WHAT NEEDS TO BE DONE - Please reproduce exactly the line that carries "Where can the tricycle wheel" and all remaining lines through the last line of the data, and write nothing else.

INPUT FOR THIS TASK -
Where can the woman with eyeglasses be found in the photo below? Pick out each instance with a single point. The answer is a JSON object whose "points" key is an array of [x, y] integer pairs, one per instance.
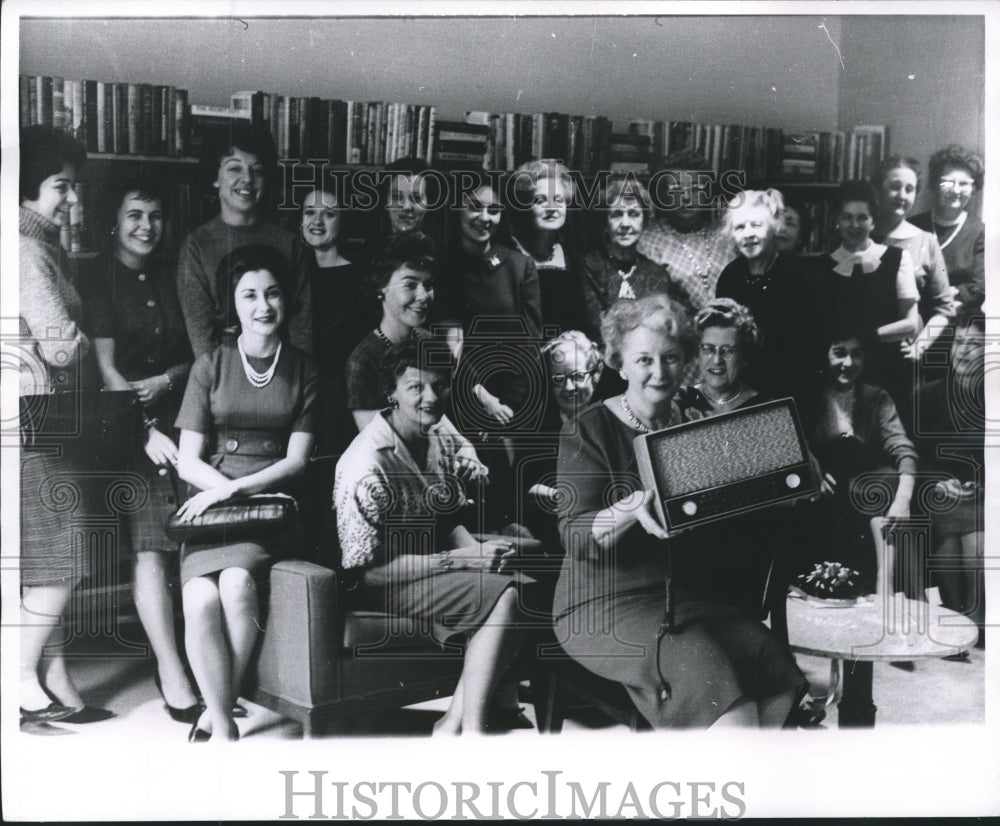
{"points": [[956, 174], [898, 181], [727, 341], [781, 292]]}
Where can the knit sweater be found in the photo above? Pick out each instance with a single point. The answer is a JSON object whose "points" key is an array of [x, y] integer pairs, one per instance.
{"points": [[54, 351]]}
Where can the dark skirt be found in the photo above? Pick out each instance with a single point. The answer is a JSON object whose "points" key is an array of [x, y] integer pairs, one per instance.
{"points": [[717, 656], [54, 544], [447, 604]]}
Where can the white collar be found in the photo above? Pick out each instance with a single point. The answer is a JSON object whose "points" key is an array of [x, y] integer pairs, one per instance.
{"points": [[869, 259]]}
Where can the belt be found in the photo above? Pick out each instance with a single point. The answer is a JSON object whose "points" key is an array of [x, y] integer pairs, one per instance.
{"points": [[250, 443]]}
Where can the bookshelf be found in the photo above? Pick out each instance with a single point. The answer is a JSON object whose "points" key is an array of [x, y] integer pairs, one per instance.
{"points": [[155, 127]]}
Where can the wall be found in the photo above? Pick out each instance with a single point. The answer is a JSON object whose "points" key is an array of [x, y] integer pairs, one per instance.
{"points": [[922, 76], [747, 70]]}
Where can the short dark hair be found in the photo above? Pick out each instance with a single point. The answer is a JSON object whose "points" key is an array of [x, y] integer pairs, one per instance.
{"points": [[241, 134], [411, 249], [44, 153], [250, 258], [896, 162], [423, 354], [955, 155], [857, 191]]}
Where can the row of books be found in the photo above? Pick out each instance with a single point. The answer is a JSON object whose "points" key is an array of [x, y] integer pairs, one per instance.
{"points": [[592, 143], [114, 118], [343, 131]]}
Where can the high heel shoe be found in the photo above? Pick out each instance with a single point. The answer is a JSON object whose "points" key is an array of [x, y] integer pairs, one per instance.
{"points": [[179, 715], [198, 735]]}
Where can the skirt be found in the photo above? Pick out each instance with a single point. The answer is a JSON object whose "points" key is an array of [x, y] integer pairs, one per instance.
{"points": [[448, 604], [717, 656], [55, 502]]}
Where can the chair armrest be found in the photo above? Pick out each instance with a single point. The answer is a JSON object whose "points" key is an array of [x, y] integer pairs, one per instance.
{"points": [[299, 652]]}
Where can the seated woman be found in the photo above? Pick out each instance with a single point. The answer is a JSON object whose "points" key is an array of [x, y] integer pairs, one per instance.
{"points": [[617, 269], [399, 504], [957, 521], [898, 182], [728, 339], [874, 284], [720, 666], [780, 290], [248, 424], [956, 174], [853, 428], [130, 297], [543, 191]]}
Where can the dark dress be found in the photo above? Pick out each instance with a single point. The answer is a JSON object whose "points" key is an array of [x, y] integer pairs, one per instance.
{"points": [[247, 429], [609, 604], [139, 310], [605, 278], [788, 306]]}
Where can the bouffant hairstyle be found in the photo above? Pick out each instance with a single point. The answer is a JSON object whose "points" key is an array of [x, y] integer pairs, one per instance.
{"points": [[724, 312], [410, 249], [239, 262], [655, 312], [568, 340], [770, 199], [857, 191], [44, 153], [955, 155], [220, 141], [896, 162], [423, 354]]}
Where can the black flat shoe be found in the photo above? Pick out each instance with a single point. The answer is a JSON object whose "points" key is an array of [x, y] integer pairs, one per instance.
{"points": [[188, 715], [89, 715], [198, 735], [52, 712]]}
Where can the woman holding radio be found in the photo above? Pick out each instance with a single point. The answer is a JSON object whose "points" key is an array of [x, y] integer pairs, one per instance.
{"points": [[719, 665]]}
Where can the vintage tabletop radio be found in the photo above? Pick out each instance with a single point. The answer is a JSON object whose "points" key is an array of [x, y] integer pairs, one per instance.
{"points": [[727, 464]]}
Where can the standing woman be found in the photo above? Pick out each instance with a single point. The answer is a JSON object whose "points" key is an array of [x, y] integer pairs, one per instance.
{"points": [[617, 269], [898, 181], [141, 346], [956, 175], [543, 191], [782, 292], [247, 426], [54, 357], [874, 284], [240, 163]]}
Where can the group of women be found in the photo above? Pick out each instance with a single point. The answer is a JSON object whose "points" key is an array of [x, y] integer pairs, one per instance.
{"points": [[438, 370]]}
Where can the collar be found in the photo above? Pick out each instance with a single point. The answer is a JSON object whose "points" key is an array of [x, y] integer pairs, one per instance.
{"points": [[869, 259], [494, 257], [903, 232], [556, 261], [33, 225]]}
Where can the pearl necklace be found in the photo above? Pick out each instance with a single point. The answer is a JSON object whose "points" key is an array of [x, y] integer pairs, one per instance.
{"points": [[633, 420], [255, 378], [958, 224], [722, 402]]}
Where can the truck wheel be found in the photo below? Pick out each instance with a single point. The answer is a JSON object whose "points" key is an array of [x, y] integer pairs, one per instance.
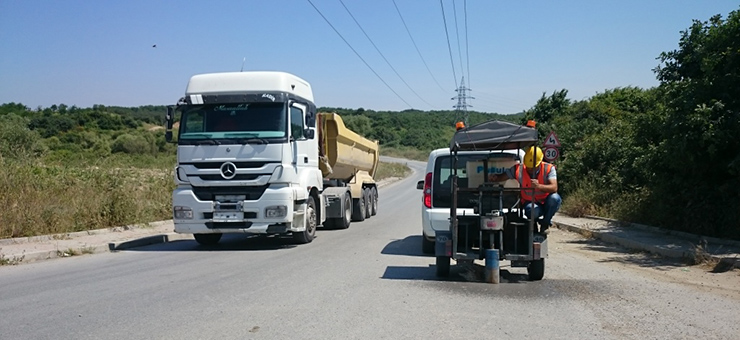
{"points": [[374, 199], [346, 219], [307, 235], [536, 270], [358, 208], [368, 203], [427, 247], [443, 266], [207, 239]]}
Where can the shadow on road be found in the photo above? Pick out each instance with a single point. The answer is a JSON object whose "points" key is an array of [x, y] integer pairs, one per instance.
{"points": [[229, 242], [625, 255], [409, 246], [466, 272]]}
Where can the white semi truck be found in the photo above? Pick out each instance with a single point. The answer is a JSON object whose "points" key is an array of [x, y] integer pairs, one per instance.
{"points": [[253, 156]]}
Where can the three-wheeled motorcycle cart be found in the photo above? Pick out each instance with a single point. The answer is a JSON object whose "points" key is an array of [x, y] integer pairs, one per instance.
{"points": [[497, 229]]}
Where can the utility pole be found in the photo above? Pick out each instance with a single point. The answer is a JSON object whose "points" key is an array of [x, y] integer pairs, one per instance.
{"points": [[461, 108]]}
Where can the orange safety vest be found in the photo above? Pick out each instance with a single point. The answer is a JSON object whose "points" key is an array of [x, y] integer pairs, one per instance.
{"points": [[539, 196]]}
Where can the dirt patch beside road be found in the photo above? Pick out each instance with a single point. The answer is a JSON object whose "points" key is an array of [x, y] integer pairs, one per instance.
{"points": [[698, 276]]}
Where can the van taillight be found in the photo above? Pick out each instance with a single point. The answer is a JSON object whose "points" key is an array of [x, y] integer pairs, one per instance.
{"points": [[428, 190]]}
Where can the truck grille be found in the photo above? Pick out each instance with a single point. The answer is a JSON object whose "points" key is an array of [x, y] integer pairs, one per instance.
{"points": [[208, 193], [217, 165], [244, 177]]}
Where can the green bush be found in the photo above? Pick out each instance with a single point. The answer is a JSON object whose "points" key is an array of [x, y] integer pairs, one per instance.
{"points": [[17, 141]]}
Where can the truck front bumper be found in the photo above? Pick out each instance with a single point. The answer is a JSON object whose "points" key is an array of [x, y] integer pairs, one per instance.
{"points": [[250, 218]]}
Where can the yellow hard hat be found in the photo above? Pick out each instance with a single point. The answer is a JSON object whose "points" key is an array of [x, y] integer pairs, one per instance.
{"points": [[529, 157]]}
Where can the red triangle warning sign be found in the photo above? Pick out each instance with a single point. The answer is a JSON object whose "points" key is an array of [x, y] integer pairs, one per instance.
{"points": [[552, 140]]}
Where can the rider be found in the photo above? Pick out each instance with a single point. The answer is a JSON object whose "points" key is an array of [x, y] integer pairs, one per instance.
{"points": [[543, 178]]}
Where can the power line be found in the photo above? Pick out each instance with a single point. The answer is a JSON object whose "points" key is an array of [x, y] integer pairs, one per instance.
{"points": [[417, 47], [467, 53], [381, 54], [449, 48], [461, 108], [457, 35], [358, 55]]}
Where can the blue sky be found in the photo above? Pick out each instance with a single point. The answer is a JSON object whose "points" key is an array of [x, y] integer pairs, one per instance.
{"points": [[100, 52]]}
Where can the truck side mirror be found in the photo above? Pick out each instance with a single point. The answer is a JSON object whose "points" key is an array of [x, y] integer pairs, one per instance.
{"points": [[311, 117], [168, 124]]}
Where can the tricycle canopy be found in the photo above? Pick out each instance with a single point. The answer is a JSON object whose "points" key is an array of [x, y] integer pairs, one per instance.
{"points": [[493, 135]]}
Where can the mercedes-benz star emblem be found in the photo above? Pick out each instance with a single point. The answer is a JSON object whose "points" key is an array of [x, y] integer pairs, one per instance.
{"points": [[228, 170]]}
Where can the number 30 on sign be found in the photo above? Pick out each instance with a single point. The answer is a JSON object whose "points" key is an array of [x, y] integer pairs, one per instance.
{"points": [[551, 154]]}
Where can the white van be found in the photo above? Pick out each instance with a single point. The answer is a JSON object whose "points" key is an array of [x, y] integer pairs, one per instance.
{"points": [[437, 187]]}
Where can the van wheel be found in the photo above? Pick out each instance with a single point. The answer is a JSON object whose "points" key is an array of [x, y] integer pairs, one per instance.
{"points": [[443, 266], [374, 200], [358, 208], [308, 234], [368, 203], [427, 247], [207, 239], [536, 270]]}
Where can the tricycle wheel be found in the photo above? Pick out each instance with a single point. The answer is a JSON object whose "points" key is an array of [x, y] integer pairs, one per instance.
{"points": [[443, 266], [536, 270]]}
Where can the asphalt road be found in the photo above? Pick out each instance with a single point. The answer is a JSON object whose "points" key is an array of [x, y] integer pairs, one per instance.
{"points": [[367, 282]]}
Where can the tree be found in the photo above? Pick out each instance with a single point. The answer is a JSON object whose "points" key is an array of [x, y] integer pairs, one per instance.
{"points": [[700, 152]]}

SOLUTION TO THE EXERCISE -
Where can the tricycle wheel be found in the photo above? Pick out each instance with a single point. The answer is a JSON object whose "points" key is an array of [x, y] integer pairs, one per instance.
{"points": [[443, 266], [536, 270]]}
Where can the asphalt road be found in the photo above? Pick out each instance with a single point. The answer is a JSON object whose "points" key is an array of [x, y] integer pairs, one per instance.
{"points": [[367, 282]]}
Where can the tree be found in the photo above? Pick out each instance with a single point. The answer is a JSON object whose "points" key is an array of [x, y] integer pairs, one per instance.
{"points": [[700, 152]]}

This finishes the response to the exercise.